■ Problem to solve ■
Output the rows below, from the line containing "If there is any blonde" through the line containing "[0,0,250,172]", as a JSON list of strings with one string per line and blank lines left out.

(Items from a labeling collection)
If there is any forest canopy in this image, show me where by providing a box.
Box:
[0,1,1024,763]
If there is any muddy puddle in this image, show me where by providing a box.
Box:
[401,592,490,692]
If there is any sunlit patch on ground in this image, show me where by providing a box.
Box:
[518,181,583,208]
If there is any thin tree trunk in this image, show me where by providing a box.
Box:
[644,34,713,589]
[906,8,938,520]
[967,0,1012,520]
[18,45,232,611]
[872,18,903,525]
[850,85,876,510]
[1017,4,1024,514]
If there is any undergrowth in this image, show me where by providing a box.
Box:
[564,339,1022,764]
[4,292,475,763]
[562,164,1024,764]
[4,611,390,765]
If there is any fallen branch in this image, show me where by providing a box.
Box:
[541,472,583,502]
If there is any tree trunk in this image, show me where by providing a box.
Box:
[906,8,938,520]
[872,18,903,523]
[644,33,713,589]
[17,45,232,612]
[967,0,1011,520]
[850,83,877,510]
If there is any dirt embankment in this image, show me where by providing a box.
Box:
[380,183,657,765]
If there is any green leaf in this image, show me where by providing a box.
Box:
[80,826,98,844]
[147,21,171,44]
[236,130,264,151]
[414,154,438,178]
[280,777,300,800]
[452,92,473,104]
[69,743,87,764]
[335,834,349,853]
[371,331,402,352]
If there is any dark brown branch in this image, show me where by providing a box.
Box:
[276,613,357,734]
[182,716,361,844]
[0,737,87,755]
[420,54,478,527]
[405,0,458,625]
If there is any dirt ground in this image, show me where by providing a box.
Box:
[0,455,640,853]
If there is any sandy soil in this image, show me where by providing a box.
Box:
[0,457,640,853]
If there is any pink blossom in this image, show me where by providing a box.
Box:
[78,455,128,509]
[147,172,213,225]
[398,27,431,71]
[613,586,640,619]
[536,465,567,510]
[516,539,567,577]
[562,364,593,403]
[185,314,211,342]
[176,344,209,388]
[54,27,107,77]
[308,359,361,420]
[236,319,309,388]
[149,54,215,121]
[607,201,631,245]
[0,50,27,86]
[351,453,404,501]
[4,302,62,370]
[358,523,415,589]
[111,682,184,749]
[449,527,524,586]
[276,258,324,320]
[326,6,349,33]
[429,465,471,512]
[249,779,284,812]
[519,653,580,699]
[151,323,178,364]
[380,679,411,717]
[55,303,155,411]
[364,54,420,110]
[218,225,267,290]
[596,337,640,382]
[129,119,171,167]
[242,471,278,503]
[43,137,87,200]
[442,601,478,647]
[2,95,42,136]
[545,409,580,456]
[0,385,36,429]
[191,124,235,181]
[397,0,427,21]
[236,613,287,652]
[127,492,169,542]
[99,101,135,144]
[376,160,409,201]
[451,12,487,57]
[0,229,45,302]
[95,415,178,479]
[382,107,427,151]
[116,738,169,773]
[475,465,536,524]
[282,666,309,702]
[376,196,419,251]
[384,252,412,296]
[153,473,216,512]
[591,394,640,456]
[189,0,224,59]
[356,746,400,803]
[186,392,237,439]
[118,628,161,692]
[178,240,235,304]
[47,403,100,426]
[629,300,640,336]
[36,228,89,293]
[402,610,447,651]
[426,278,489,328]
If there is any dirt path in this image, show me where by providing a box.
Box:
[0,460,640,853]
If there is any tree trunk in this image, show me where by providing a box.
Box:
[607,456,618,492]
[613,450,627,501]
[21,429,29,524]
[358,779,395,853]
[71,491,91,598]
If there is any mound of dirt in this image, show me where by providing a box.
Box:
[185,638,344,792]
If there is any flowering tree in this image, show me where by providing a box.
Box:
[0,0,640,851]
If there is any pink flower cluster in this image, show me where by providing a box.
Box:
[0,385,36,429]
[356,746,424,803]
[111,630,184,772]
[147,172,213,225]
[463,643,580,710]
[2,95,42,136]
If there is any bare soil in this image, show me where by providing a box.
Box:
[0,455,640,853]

* * *

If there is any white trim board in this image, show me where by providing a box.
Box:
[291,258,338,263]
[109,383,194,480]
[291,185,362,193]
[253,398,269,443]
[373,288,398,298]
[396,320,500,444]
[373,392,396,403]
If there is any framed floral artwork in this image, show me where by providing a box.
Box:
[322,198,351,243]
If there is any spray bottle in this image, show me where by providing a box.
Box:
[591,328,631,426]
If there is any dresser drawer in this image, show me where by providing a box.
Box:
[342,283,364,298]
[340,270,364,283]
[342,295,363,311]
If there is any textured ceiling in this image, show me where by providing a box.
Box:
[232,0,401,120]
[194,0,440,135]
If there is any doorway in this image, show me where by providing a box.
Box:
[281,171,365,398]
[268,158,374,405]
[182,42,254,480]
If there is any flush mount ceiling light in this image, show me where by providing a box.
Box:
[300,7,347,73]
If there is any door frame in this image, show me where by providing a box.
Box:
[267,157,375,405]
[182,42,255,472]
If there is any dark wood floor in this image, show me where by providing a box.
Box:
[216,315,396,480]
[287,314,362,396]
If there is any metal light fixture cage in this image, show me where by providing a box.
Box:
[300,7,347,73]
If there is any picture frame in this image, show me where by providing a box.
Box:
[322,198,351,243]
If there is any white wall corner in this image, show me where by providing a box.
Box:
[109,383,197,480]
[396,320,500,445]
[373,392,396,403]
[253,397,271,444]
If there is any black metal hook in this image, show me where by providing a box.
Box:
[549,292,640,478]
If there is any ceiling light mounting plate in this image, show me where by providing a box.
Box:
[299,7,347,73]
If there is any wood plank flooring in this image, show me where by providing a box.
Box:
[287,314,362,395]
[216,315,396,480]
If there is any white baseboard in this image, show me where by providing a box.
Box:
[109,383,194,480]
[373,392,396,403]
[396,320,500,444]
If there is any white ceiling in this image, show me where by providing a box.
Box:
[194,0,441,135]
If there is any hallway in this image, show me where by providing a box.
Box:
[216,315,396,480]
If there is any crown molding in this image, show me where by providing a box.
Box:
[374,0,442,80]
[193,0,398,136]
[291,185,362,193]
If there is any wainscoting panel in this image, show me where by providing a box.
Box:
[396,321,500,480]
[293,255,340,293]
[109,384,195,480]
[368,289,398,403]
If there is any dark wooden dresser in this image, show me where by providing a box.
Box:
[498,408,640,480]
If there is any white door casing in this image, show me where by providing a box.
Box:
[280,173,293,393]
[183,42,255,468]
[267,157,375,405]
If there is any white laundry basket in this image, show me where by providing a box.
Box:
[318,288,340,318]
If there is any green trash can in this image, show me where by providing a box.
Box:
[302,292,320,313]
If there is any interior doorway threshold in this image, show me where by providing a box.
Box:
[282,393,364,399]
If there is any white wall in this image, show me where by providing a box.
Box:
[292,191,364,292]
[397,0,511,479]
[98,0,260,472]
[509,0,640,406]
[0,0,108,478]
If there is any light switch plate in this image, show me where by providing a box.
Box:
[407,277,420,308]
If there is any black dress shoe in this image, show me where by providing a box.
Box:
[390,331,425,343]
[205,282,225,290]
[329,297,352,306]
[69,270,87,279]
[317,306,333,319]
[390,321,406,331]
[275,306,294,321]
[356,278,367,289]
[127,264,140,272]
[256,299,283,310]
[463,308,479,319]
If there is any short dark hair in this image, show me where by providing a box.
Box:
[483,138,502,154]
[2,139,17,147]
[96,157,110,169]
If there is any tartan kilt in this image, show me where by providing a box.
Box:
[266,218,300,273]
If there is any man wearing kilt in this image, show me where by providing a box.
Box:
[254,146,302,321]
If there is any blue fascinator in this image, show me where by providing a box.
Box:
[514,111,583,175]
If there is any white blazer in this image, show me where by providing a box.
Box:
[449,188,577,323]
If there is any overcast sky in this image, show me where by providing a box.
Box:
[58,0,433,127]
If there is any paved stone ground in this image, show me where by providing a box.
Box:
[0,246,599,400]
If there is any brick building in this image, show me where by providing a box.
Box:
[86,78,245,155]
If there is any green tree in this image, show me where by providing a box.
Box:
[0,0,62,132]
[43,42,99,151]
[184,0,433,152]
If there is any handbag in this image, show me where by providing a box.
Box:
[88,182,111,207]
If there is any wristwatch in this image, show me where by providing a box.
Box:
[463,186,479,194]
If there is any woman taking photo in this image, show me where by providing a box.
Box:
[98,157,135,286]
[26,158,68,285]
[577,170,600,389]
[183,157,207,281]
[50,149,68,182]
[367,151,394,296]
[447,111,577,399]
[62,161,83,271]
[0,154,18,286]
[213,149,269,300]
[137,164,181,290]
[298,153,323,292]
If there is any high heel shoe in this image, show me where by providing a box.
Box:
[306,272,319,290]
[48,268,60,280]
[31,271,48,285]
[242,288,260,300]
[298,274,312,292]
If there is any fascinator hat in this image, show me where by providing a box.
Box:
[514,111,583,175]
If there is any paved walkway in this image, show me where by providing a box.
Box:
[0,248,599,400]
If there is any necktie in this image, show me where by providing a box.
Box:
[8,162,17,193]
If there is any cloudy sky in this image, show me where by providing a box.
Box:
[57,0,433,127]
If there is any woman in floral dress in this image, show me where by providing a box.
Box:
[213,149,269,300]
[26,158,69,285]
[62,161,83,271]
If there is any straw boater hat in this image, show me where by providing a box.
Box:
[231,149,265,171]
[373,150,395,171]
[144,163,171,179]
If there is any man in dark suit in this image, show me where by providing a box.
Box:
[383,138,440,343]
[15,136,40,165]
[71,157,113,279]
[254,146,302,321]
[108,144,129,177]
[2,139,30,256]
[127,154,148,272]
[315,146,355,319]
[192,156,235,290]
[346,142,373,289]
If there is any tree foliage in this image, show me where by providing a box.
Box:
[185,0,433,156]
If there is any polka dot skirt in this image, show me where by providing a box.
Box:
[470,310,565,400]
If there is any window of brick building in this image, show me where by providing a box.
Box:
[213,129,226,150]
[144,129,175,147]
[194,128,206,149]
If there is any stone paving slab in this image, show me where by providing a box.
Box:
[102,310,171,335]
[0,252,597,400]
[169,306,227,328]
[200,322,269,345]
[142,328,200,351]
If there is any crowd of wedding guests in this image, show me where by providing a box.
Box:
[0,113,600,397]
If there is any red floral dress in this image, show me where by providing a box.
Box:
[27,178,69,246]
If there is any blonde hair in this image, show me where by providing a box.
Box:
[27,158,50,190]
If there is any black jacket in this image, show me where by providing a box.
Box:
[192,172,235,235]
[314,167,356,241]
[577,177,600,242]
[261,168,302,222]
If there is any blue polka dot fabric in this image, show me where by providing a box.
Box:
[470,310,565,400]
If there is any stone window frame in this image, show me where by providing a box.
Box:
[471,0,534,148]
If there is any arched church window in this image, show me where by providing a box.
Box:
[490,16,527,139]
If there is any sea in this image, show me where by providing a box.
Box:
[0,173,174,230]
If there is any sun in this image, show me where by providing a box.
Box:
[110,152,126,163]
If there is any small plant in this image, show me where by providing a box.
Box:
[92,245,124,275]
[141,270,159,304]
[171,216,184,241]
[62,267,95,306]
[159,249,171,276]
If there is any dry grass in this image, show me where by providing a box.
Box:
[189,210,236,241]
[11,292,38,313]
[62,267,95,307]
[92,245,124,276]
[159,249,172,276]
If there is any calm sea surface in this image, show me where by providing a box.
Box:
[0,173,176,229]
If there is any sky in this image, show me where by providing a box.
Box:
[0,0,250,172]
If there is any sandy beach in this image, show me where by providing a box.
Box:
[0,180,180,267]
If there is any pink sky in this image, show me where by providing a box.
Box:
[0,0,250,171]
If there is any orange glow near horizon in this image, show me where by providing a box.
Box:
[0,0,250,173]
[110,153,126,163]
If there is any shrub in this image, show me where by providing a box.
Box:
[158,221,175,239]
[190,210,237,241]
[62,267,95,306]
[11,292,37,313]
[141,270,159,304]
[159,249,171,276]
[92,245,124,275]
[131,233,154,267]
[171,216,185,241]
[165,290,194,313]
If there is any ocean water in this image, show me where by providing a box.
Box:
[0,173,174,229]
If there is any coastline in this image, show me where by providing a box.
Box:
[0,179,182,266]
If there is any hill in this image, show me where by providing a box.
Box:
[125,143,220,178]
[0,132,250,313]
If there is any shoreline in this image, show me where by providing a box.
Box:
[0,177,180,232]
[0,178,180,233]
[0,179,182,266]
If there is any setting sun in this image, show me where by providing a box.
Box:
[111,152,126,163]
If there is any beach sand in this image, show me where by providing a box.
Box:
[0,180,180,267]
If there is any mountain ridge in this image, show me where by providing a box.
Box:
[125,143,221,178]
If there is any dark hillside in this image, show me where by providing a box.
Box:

■ Solution ■
[
  "If there is any blonde hair in this image, show me where by providing a box.",
  "Box:",
  "[27,158,50,190]",
  "If there is any black jacket in this image, show me where by providing a box.",
  "Box:",
  "[192,172,235,235]",
  "[314,167,356,241]",
  "[577,177,600,242]",
  "[261,168,302,222]",
  "If there is any blue polka dot fabric in this image, show me where by providing a box.",
  "Box:",
  "[470,310,565,400]",
  "If there is any stone window frame in this image, show me where by providing a box.",
  "Box:",
  "[471,0,534,148]",
  "If there is any arched church window in this image, show me where by providing a box.",
  "Box:",
  "[490,16,527,139]",
  "If there is any sea in this image, show me where by providing a box.",
  "Box:",
  "[0,173,174,230]",
  "If there is any sun in this image, show me where by providing a box.",
  "Box:",
  "[110,152,126,163]",
  "If there is any small plant in this image, show me where by providing a box.",
  "Box:",
  "[92,245,124,275]",
  "[141,270,159,304]",
  "[171,216,184,241]",
  "[62,267,95,306]",
  "[159,249,171,276]",
  "If there is any dry grass in this image, show me where by providing a box.",
  "Box:",
  "[189,210,236,241]",
  "[11,292,38,313]",
  "[62,267,95,307]",
  "[92,245,124,276]",
  "[159,249,172,276]",
  "If there is any calm sea surface in this image, show me where by providing a box.",
  "Box:",
  "[0,173,176,229]",
  "If there is any sky in this image, show me where by providing a box.",
  "Box:",
  "[0,0,250,172]"
]